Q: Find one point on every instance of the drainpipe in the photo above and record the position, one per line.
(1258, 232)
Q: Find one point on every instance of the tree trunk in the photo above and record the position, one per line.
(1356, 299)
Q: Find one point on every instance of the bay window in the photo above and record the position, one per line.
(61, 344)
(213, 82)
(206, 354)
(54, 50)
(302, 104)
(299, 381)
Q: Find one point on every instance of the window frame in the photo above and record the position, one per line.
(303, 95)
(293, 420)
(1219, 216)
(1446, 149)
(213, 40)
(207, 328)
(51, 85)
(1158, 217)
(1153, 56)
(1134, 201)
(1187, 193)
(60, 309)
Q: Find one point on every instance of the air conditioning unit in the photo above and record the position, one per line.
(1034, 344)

(Request):
Exactly reproduce every line of the data above.

(Problem solution):
Q: Find one point on every instance of the drainpipe in the photo above and record the position, one per line.
(1258, 232)
Q: Find one point on every instance of the tree trunk in the photo above and record the position, one per line.
(1356, 299)
Q: Find one point on every instance of the bay window in the photo above and record the position, one per line.
(61, 344)
(213, 82)
(206, 354)
(54, 50)
(302, 104)
(299, 381)
Q: Find one point on every instance of the window frame in the photo above and record the position, one per line.
(303, 95)
(293, 420)
(1219, 216)
(1446, 149)
(213, 40)
(207, 328)
(51, 85)
(1158, 217)
(1153, 56)
(1134, 201)
(1187, 193)
(60, 309)
Q: Find one point on every instance of the air conditioning unit in the photo above and record the position, one per line.
(1034, 344)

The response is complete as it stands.